■ **TEKS BACAAN**
┌──

Mahasiswa dan Tindakan Aparat
Oleh: Mustajib
(Mahasiswa Pascasarjana Ilmu Politik di Universitas Indonesia)
Hakikat dari gerakan mahasiswa pada umumnya adalah perubahan dan pemabaharuan yang tumbuh karena adanya dorongan untuk mengubah kondisi kehidupan yang tidak mensejahterahkan untuk digantikan dengan kondisi yang lebih baik, Albacth menekankan dua fungsi gerakan mahasiswa sebagai proses perubahan, yaitu menumbuhkan perubahan sosial dan mendorong perubahan politik.
Gerakan mahasiswa sebagai pendorong perubahan dan pembaharuan adalah peran yang universal diseluruh dunia, Hal yang tidak bisa di hindari oleh mahasiswa saat menyampaikan aspirasi adalah sikap arogansi aparat kepolisian yang terkadang melewati kewajaran manusia.

└──

■ **TUGAS TERTULIS**
**a.** Menurut tulisan tentang gerakan mahasiswa, mengapa perubahan dan pembaruan tumbuh dalam gerakan mahasiswa? Jelaskan dalam satu sampai tiga kalimat.
**b.** Tuliskan lanjutan tulisan tentang gerakan mahasiswa dan tindakan aparat, mulai setelah kalimat terakhirnya.

■ **DAFTAR ENTRI**
┌──

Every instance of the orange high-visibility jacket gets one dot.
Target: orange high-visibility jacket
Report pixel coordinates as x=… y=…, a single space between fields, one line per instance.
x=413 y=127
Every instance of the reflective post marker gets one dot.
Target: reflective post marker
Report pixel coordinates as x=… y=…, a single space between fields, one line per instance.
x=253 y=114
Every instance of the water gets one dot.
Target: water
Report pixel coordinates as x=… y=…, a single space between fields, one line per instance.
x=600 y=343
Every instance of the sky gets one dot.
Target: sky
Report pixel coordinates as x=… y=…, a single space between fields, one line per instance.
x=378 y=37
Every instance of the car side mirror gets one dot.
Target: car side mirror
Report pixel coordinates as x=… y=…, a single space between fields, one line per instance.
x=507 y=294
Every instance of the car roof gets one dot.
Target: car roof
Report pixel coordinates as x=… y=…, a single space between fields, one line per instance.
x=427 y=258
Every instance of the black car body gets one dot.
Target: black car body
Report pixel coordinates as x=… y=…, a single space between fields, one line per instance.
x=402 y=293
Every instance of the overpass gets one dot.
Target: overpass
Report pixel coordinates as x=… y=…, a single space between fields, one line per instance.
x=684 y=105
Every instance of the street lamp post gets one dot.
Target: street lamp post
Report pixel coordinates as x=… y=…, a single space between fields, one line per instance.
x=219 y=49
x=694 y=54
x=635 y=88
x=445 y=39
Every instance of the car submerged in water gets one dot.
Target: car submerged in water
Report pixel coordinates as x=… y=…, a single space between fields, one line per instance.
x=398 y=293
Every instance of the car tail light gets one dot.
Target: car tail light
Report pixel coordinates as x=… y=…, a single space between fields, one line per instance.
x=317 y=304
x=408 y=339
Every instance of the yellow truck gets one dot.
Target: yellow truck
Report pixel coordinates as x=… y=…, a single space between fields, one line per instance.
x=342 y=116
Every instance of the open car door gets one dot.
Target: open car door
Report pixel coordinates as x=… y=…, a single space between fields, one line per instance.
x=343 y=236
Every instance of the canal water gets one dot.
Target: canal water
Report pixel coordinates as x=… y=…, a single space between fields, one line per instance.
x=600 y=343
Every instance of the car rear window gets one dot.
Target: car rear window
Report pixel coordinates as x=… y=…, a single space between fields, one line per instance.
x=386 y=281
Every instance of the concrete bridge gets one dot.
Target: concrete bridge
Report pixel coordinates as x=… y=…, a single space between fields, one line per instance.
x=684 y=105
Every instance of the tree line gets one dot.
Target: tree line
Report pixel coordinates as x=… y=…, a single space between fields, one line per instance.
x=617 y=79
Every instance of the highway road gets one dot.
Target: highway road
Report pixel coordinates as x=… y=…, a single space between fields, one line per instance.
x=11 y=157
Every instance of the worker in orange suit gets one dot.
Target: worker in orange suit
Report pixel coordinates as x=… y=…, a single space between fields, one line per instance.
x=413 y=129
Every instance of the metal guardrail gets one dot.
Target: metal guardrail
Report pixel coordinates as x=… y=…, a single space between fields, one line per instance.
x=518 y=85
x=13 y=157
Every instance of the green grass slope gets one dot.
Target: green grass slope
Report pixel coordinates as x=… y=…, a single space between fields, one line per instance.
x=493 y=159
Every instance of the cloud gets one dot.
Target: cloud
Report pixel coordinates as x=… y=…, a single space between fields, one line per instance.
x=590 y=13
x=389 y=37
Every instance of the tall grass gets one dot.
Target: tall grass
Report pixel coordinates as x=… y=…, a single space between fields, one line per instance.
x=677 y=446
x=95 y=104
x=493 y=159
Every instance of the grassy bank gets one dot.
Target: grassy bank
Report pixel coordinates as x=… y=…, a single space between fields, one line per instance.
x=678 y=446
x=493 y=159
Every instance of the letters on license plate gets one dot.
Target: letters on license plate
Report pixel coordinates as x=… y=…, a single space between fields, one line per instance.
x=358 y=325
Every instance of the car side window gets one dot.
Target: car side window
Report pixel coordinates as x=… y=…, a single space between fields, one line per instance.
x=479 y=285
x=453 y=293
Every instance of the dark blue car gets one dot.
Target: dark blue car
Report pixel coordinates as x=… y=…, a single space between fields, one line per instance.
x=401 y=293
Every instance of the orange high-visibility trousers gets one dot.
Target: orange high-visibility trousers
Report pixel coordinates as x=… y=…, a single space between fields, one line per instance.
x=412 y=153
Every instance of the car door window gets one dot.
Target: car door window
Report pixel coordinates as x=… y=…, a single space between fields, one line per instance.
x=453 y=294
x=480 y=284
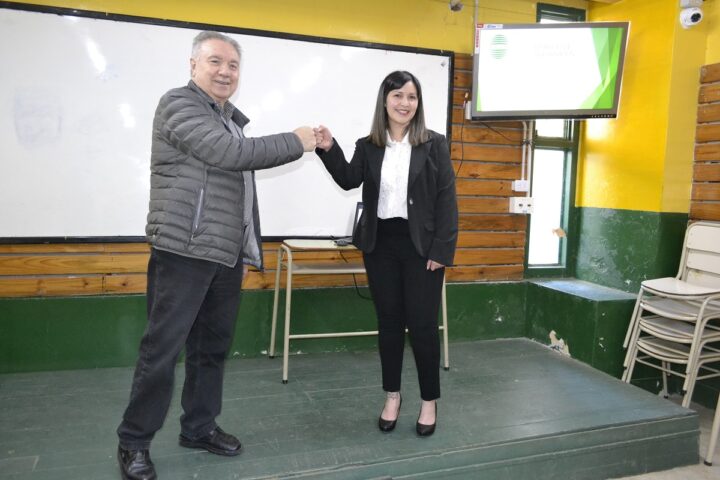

└──

■ **KUNCI JAWABAN**
**a.** Perubahan dan pembaruan tumbuh karena ada dorongan untuk mengubah kondisi kehidupan yang tidak menyejahterakan. Kondisi itu ingin digantikan dengan kondisi yang lebih baik.

**b.**
Salah satu factor penyebab adanya gerakan mahasiswa adalah adanya aturan yang tidak pro terhadap rakyat, seperti RUU yang ada di Indonesia terutama RUU KUHP dan RUU KPK , serta RUU Ekstradisi yang terjadi di Hongkong, kedua rancangan ini menjadi pemicu terjadinya gerakan aksi mahasiswa di dua negara ini hingga menjadi sorotan dunia.
Penolakan RUU
Demonstrasi mahasiswa di Indonesia menolak beberapa RUU di DPR yang tidak berpihak kepada kepentingan rakyat seperti RKUHP, RUU KPK.
Dalam aksi mahasiswa menuntut agar RKUHP di batalkan karena banyak pasal yang kontroversi semisal RKUHP mengenai korupsi seakan tidak memberikan efek jera bagi para pelaku korupsi.
Zainur Rohman peneliti pusat kajian antikorupsi UGM mengatakan bahwa RKUHP merupakan rancangan beleid yang memanjakan koruptor, sejumlah pasal di RKUHP membuat hukuman bagi pelaku korupsi lebih rendah dari pada UU Tipikor, dalam pasal 2 UU Tipikor mengatur hukuman bagi pelaku korupsi di pidana penjara seumur hidup atau penjara minimal 4 tahun maksimal 20 tahun.
Sedangkan dalam RKUHP, pasal 603 RKUHP mengatur pelaku korupsi dihukum seumur hidup atau minimal 2 tahun maksimal 20 tahun.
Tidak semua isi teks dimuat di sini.